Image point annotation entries

# # #

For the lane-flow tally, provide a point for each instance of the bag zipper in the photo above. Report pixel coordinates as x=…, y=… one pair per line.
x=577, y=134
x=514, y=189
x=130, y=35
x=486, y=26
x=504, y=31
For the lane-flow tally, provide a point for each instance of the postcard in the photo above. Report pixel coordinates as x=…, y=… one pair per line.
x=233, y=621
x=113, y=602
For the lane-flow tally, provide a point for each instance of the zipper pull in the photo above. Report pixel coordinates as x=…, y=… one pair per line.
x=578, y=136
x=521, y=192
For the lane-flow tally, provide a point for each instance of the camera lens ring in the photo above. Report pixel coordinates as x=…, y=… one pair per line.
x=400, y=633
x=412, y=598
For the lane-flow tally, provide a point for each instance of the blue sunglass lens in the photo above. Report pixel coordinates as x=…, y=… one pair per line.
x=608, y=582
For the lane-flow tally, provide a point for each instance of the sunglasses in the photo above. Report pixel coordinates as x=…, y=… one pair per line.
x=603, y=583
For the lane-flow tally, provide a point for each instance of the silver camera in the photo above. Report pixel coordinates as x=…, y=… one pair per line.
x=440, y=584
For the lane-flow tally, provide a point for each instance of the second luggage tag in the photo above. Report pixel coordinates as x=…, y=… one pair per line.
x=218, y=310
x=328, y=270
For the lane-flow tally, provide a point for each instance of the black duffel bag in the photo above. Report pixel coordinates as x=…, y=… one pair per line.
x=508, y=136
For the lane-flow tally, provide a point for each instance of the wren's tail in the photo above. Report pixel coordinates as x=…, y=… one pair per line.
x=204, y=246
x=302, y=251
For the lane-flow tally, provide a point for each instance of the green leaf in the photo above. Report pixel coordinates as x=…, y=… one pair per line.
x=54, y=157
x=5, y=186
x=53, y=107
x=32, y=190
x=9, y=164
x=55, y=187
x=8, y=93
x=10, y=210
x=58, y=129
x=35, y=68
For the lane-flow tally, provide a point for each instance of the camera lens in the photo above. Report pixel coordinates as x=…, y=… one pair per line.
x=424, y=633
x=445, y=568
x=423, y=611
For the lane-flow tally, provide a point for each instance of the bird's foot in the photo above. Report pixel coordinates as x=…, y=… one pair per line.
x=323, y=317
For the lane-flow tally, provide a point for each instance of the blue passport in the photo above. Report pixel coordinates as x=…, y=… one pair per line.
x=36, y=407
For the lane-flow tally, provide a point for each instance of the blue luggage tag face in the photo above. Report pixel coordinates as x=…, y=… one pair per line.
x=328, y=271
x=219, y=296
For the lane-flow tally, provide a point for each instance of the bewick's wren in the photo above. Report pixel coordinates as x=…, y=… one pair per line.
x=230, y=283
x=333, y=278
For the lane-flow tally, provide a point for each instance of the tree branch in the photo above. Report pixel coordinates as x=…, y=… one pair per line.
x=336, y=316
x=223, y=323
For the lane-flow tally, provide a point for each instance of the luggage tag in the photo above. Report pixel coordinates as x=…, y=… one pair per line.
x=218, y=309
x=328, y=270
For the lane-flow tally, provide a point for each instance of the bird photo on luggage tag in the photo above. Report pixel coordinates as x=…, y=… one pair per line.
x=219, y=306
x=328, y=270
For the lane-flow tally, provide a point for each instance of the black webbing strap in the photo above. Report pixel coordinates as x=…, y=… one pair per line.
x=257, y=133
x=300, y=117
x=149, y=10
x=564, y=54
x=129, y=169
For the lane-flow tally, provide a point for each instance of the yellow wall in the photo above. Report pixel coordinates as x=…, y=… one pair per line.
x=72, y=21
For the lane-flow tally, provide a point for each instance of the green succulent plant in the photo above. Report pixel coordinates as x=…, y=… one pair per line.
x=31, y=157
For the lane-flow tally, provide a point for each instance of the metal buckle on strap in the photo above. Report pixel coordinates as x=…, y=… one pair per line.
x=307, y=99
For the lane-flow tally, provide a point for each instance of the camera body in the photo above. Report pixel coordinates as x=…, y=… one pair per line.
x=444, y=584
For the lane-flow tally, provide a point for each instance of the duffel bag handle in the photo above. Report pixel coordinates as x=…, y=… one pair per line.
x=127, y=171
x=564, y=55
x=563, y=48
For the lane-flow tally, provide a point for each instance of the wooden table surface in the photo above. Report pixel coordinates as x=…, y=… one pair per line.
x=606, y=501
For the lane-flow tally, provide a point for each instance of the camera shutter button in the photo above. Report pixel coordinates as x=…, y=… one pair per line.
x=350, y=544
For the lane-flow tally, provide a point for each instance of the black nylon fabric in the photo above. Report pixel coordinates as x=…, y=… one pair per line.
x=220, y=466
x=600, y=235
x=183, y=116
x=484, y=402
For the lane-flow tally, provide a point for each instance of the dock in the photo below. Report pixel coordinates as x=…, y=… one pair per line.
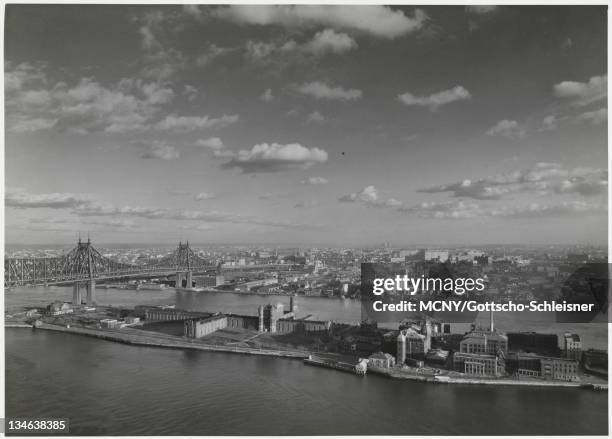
x=331, y=364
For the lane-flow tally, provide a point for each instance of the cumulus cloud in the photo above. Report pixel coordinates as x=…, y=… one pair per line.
x=328, y=41
x=596, y=117
x=542, y=179
x=213, y=143
x=83, y=206
x=457, y=209
x=510, y=129
x=192, y=123
x=481, y=9
x=377, y=20
x=159, y=150
x=549, y=123
x=453, y=209
x=315, y=117
x=321, y=90
x=23, y=200
x=276, y=157
x=86, y=106
x=190, y=92
x=436, y=100
x=315, y=180
x=267, y=95
x=204, y=196
x=24, y=124
x=306, y=204
x=211, y=52
x=369, y=196
x=583, y=93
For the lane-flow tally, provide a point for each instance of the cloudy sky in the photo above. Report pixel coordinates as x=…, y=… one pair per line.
x=323, y=125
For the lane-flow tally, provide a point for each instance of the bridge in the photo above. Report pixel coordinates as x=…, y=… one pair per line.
x=83, y=266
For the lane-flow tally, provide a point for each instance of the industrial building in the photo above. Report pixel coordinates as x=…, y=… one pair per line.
x=533, y=342
x=572, y=346
x=478, y=364
x=202, y=327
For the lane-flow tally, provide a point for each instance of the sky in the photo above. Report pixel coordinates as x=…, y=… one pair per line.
x=306, y=125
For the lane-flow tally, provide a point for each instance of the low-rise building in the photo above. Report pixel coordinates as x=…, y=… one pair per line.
x=202, y=327
x=109, y=323
x=382, y=359
x=572, y=345
x=563, y=369
x=478, y=364
x=59, y=308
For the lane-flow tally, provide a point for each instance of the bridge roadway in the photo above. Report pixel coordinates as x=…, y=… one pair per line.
x=151, y=272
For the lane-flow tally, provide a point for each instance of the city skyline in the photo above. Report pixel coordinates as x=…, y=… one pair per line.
x=306, y=124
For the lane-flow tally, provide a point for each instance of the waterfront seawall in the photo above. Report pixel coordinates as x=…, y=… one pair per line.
x=145, y=338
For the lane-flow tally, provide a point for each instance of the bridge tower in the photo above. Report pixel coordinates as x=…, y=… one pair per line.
x=84, y=259
x=183, y=262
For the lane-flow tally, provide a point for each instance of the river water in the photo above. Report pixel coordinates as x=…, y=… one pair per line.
x=107, y=388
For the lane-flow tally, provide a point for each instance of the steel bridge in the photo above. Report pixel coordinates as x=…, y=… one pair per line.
x=84, y=265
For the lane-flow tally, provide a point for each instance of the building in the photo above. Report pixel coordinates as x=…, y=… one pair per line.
x=523, y=364
x=159, y=314
x=109, y=323
x=271, y=315
x=411, y=344
x=303, y=326
x=484, y=342
x=381, y=359
x=209, y=281
x=362, y=367
x=572, y=346
x=596, y=361
x=478, y=364
x=436, y=255
x=59, y=308
x=437, y=356
x=243, y=322
x=202, y=327
x=563, y=369
x=547, y=344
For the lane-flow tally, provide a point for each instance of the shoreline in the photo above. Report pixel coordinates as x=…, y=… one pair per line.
x=144, y=338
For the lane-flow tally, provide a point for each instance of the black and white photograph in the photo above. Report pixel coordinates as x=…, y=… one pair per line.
x=305, y=219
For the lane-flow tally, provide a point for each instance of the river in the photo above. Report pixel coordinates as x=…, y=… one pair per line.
x=108, y=388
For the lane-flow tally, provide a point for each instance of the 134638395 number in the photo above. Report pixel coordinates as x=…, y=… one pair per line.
x=34, y=425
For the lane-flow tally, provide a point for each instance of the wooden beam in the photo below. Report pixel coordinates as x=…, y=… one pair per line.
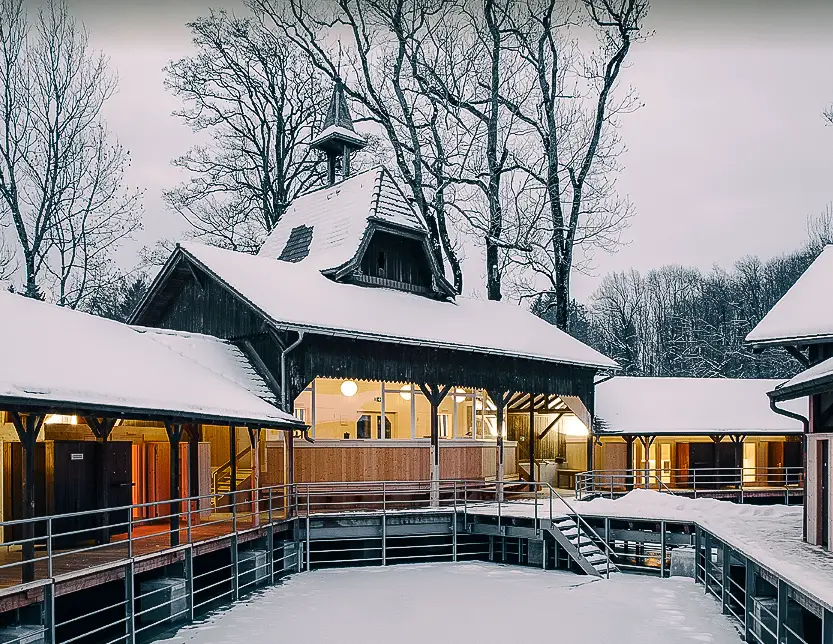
x=102, y=428
x=194, y=437
x=501, y=400
x=435, y=394
x=233, y=466
x=254, y=440
x=532, y=439
x=28, y=427
x=174, y=431
x=552, y=424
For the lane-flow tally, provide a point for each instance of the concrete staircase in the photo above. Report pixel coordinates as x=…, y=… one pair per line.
x=570, y=535
x=565, y=530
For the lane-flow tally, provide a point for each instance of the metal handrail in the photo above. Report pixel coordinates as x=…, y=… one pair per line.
x=282, y=500
x=227, y=466
x=696, y=480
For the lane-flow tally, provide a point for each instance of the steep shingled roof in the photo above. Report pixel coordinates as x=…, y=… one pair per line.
x=805, y=313
x=339, y=216
x=53, y=356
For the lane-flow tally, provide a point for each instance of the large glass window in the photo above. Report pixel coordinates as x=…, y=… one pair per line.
x=353, y=409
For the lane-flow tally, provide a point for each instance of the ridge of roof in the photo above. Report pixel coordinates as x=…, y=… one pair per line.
x=800, y=316
x=482, y=326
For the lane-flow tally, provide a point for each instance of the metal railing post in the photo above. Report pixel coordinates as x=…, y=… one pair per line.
x=465, y=506
x=49, y=568
x=130, y=534
x=384, y=525
x=235, y=568
x=662, y=527
x=189, y=579
x=130, y=602
x=49, y=612
x=307, y=535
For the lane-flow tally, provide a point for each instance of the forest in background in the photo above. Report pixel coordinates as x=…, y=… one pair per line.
x=685, y=322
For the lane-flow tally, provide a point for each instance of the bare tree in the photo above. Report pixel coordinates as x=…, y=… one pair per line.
x=573, y=117
x=61, y=178
x=254, y=94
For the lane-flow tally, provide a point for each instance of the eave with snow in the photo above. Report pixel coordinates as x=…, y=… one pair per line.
x=91, y=409
x=347, y=309
x=802, y=322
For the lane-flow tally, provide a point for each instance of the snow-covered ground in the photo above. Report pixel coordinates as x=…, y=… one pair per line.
x=471, y=602
x=768, y=534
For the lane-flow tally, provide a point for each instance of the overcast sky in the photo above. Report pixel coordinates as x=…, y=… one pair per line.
x=729, y=156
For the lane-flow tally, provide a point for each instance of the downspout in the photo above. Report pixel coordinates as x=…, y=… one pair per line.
x=806, y=423
x=289, y=349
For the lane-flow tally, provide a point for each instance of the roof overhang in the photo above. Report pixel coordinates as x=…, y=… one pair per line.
x=182, y=254
x=43, y=405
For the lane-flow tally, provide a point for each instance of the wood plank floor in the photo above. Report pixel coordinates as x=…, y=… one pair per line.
x=149, y=537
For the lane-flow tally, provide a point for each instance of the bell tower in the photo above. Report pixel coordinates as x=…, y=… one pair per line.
x=338, y=139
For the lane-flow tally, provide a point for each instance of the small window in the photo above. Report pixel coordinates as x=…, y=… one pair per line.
x=297, y=246
x=363, y=426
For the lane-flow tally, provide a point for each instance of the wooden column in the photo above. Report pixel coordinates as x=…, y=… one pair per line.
x=194, y=437
x=254, y=440
x=102, y=428
x=500, y=398
x=28, y=427
x=647, y=441
x=290, y=470
x=435, y=394
x=233, y=468
x=629, y=461
x=174, y=437
x=532, y=438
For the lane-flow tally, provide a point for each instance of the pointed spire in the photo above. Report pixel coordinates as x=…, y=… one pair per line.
x=338, y=139
x=338, y=114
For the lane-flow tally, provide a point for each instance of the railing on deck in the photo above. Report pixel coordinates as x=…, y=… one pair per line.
x=696, y=482
x=48, y=548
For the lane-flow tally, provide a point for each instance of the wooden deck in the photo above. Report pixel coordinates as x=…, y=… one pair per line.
x=89, y=564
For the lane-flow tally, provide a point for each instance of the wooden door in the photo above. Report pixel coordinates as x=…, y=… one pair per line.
x=71, y=479
x=682, y=465
x=120, y=481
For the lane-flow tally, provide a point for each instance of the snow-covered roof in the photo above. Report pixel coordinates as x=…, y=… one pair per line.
x=340, y=214
x=690, y=406
x=804, y=314
x=810, y=379
x=297, y=296
x=60, y=358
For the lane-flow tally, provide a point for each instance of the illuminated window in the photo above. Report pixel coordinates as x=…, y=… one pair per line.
x=61, y=419
x=748, y=462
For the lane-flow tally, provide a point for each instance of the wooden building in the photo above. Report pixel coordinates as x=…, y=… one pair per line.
x=674, y=430
x=801, y=323
x=91, y=411
x=346, y=312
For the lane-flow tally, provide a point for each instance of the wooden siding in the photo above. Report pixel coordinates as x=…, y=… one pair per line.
x=200, y=303
x=397, y=259
x=401, y=461
x=334, y=357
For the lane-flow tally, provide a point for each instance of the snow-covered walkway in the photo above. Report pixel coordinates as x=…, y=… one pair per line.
x=769, y=535
x=477, y=602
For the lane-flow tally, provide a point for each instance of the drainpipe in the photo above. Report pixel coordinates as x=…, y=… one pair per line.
x=806, y=423
x=290, y=348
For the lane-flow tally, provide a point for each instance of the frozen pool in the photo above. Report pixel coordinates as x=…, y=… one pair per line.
x=461, y=603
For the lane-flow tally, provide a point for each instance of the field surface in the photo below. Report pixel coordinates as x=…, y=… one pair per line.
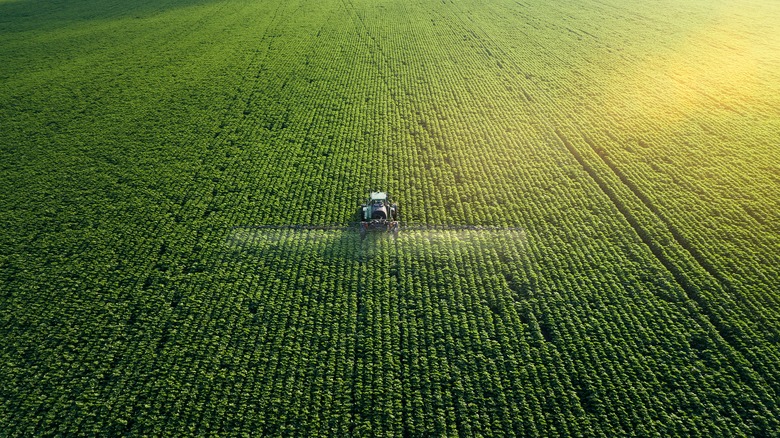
x=626, y=155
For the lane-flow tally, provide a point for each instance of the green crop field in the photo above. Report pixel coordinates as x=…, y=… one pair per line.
x=613, y=165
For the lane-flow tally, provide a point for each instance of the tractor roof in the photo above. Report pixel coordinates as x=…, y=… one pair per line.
x=378, y=196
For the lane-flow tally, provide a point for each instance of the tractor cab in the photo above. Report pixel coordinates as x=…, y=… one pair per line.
x=379, y=213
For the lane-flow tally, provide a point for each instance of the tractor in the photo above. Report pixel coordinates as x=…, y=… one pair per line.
x=379, y=214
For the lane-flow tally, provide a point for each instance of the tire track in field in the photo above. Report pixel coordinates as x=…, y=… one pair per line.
x=727, y=330
x=680, y=276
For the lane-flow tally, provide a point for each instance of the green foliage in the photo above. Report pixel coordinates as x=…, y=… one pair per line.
x=632, y=149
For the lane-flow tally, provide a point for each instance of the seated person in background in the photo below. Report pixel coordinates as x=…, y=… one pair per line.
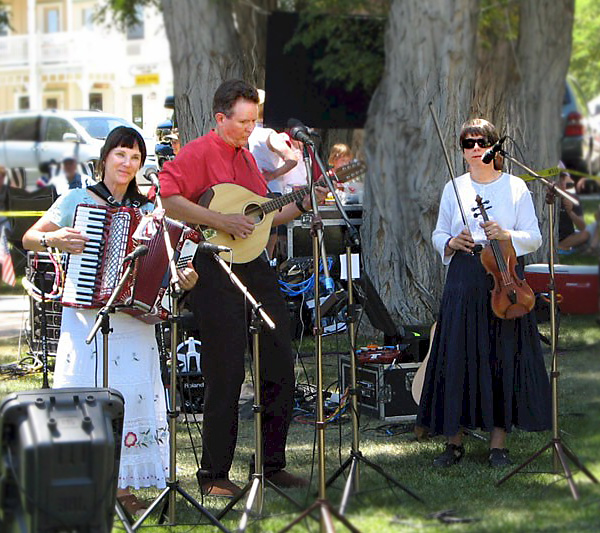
x=175, y=142
x=594, y=247
x=69, y=178
x=340, y=155
x=572, y=230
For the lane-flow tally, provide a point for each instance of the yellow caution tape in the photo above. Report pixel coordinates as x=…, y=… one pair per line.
x=555, y=171
x=22, y=213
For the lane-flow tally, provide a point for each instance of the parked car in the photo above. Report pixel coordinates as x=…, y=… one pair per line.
x=580, y=144
x=31, y=139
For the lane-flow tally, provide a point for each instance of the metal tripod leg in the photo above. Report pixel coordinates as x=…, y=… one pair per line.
x=255, y=488
x=356, y=456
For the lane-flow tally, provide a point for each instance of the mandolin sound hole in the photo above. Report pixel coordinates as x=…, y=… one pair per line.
x=255, y=212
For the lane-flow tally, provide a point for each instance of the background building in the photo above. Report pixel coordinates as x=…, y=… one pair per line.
x=55, y=56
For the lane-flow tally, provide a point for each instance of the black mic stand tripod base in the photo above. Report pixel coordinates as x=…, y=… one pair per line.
x=356, y=457
x=255, y=487
x=560, y=451
x=326, y=510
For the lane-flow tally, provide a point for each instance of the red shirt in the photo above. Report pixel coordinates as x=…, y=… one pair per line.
x=208, y=161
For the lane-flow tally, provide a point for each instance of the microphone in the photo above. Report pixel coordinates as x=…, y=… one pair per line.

# # #

# [Written task]
Copy out the lines of the material above word for word, beginning at the line that contains "the wooden beam" and stopping after the line that contains "x=482, y=326". Leave the pictures out of your answer.

# [Task answer]
For the lane-flow tally, provide a point for each instance of the wooden beam in the photo below. Report pixel coordinates as x=…, y=… one pair per line.
x=102, y=428
x=194, y=437
x=501, y=400
x=435, y=394
x=233, y=466
x=254, y=440
x=532, y=439
x=28, y=427
x=174, y=431
x=552, y=424
For the lane-flow tally, provide a point for each instance of the concrete staircase in the photo above. Report pixel coordinates as x=…, y=… one pair per line.
x=570, y=535
x=565, y=530
For the lane-flow tally, provide a point for each instance of the metal handrail in the photo above. Report pixel coordinates as x=…, y=… one pair per line.
x=282, y=500
x=227, y=466
x=696, y=480
For the lane-flow tally, provide a point for each instance of the steep shingled roof in the photo above. Report pixel coordinates as x=…, y=… one pair per line.
x=805, y=313
x=339, y=216
x=53, y=356
For the lane-flow tally, provide a point for each instance of the large glass window in the photo above. Report pixel coordinates as x=…, y=… one pair per line.
x=353, y=409
For the lane-flow tally, provide a point for each instance of the ridge of roof in the photo above. Report pixel coordinates as x=…, y=… one pair per line.
x=800, y=316
x=482, y=326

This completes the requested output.